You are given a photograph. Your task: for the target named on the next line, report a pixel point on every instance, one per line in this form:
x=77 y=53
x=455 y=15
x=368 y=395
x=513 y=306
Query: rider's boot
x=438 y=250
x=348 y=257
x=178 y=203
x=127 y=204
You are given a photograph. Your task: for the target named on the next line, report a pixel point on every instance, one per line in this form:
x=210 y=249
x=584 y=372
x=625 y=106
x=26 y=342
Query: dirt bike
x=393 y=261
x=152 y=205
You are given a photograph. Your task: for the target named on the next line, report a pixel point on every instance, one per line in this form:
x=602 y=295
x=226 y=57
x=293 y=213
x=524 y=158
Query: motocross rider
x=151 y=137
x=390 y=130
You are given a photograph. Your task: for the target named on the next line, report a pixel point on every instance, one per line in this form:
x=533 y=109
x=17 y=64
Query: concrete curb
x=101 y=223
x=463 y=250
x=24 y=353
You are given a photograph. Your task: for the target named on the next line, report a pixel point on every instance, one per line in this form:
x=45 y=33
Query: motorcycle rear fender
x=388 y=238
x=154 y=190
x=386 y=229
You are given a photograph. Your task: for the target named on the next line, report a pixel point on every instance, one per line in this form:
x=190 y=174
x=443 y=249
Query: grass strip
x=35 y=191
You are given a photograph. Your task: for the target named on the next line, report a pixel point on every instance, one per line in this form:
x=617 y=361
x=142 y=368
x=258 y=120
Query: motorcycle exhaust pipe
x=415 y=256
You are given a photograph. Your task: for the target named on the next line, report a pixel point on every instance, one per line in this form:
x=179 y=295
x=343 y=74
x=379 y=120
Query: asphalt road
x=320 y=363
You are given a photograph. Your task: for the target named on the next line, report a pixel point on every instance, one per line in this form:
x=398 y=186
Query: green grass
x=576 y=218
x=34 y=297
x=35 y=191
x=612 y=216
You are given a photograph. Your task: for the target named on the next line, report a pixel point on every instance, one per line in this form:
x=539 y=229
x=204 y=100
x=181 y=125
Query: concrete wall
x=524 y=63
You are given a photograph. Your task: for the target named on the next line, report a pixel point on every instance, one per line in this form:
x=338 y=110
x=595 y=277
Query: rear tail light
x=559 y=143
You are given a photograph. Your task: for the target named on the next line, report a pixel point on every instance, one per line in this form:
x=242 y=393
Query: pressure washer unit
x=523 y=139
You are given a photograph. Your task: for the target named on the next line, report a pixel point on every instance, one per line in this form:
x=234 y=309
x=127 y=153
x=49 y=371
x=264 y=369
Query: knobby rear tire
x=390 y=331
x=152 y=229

**TASK DIRECTIONS:**
Render all of the material above as a Markdown table with two columns, Row and Line, putting a running number in Row and the text of each line in Line, and omit any blank lines.

**CORRECT OUTPUT:**
| Row | Line |
|---|---|
| 1 | You are given a photograph. Your task: for the target named on the next line, report a pixel point on every instance, one per line in this form: |
| 2 | x=77 y=53 |
| 3 | x=455 y=15 |
| 4 | x=368 y=395 |
| 5 | x=513 y=306 |
| 6 | Query: rider's boot |
| 7 | x=438 y=250 |
| 8 | x=348 y=257 |
| 9 | x=178 y=203 |
| 10 | x=127 y=204 |
| 11 | You are given a photograph. Your task: for the target named on the next line, report a pixel point on every instance, one per line in this form: |
| 12 | x=210 y=249 |
| 13 | x=584 y=372 |
| 14 | x=625 y=106 |
| 15 | x=26 y=342 |
| 16 | Query: dirt bike |
| 17 | x=393 y=261 |
| 18 | x=152 y=205 |
| 19 | You are given a photograph. Your task: for the target named on the next line, report a pixel point on every instance, one per line in this form: |
| 20 | x=602 y=295 |
| 21 | x=226 y=57 |
| 22 | x=293 y=213 |
| 23 | x=524 y=158 |
| 24 | Query: motocross rider |
| 25 | x=151 y=137 |
| 26 | x=390 y=130 |
| 27 | You are given a photograph. Your task: for the target named on the next line, report a pixel point on every instance, one per line in this form: |
| 28 | x=533 y=109 |
| 29 | x=17 y=64 |
| 30 | Query: concrete curb |
| 31 | x=101 y=223 |
| 32 | x=463 y=250 |
| 33 | x=24 y=353 |
| 34 | You are given a photograph. Your task: for the target named on the next line, report a pixel point on every instance, one per line in this form: |
| 35 | x=45 y=33 |
| 36 | Query: motorcycle rear fender |
| 37 | x=388 y=238 |
| 38 | x=154 y=190 |
| 39 | x=386 y=229 |
| 40 | You are given a photograph. Your task: for the target named on the next line, report a pixel point on every instance, one per line in this form: |
| 41 | x=190 y=174 |
| 42 | x=443 y=249 |
| 43 | Query: grass strip |
| 44 | x=35 y=191 |
| 45 | You are given a photograph. Your task: for the target named on the next line, report a pixel point on every instance, one per line in this form: |
| 46 | x=617 y=361 |
| 47 | x=142 y=368 |
| 48 | x=258 y=120 |
| 49 | Query: motorcycle exhaust pipe |
| 50 | x=415 y=256 |
| 51 | You are given a photograph. Your task: for the target named on the next line, report a pixel point on every instance, one per line in this form: |
| 52 | x=179 y=295 |
| 53 | x=343 y=74 |
| 54 | x=379 y=120 |
| 55 | Query: asphalt road |
| 56 | x=320 y=363 |
| 57 | You are given a photograph. Your task: for the target named on the next line, report a pixel point on every instance, one per line in this form: |
| 58 | x=398 y=186 |
| 59 | Query: green grass |
| 60 | x=576 y=218 |
| 61 | x=34 y=297 |
| 62 | x=35 y=191 |
| 63 | x=612 y=216 |
| 64 | You are given a photograph. Your task: for the target named on the next line, report a pixel point on every instance, one per line in this form: |
| 65 | x=539 y=229 |
| 66 | x=204 y=100 |
| 67 | x=181 y=125 |
| 68 | Query: concrete wall |
| 69 | x=524 y=63 |
| 70 | You are given a photograph. Your task: for the target named on the next line, report a pixel point on every instance, one per line in this form: |
| 71 | x=338 y=110 |
| 72 | x=595 y=277 |
| 73 | Query: rear tail light |
| 74 | x=559 y=143 |
| 75 | You are given a photograph. Your task: for the target named on the next line, report a pixel point on every instance, one per line in this form: |
| 76 | x=242 y=393 |
| 77 | Query: pressure washer unit |
| 78 | x=523 y=139 |
| 79 | You are given a photograph. Your task: for the target named on the next line, report a pixel point on every instance, one per line in this form: |
| 80 | x=234 y=309 |
| 81 | x=127 y=153 |
| 82 | x=49 y=371 |
| 83 | x=264 y=369 |
| 84 | Query: knobby rear tire |
| 85 | x=390 y=331 |
| 86 | x=152 y=229 |